- **OBJETIVO DA TAREFA**: Resuma em duas frases o trecho abaixo sobre o fim de ano e a saudade.
== TRECHO SELECIONADO ==
Final de ano chegando e a gente fica pensando em um monte de coisa que passou, no que deixou para trás.
O tempo, o ano, as experiências boas ou ruins… Tantas emoções vividas, confirmando mais uma vez que, de fato, somos mais emocionais do que racionais.
O ser humano vai se vinculando à coisas e pessoas que lhe trazem alegria e, quando vê, já está atrelado, já está ligado de alguma forma. É como se pensássemos de forma organizada na mente que sem o outro eu não consigo seguir ou minha vida deixa de ser alegre.
Desde o Gêneses, está registrado que não é bom que o homem esteja só. A solidão vem sendo tema comum e deixa marcas em nossa existência.
Inevitavelmente estamos dizendo adeus a algo ou a alguém. Frequentemente a ideia de levar um tempo sem contato com o outro ou passar muito tempo sem encontrá-lo move o coração do homem e da mulher a um tipo de sentimento muito comum, muito humano, chamado saudade.
Dizem que a saudade é o mais humano dos sentimentos.
===
== REGISTROS BRUTOS ==
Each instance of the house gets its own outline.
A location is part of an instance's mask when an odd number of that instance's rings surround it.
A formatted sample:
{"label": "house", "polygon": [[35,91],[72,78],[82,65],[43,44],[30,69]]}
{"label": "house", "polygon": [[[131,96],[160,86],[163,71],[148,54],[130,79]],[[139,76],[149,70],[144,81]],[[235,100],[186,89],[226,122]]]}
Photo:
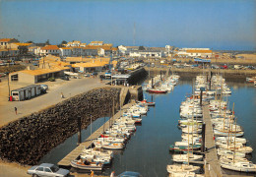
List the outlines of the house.
{"label": "house", "polygon": [[75,46],[80,46],[81,41],[78,40],[73,40],[72,42],[68,42],[66,44],[67,47],[75,47]]}
{"label": "house", "polygon": [[17,60],[19,57],[18,49],[0,49],[0,59],[2,60]]}
{"label": "house", "polygon": [[28,49],[29,49],[28,53],[31,54],[39,55],[40,53],[40,47],[38,46],[29,46]]}
{"label": "house", "polygon": [[8,46],[13,42],[19,42],[16,38],[0,38],[0,48],[11,48]]}
{"label": "house", "polygon": [[20,54],[27,54],[29,52],[29,47],[32,45],[32,43],[11,43],[10,46],[11,48],[14,49],[18,49]]}
{"label": "house", "polygon": [[46,45],[40,48],[40,55],[56,55],[60,54],[60,49],[57,45]]}
{"label": "house", "polygon": [[103,45],[103,41],[91,41],[89,45],[100,46]]}
{"label": "house", "polygon": [[69,67],[61,69],[37,69],[37,70],[22,70],[9,74],[9,81],[36,84],[46,81],[49,78],[58,78],[64,75],[64,71],[70,71]]}
{"label": "house", "polygon": [[62,47],[60,48],[60,56],[72,56],[72,49],[71,47]]}

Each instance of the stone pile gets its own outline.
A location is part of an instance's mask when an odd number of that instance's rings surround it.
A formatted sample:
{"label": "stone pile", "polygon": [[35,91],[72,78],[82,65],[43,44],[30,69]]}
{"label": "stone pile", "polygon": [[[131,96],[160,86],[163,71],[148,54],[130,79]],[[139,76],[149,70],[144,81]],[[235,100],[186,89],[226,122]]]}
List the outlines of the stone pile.
{"label": "stone pile", "polygon": [[31,114],[0,129],[0,157],[34,165],[52,148],[119,104],[120,88],[97,88]]}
===
- **RESULTADO**: No fim do ano, a gente pensa no que passou e vê que é mais emocional do que racional, se ligando a coisas e pessoas que trazem alegria. Como sempre estamos dizendo adeus a algo ou a alguém, ficar muito tempo sem ver o outro desperta a saudade, que dizem ser o mais humano dos sentimentos.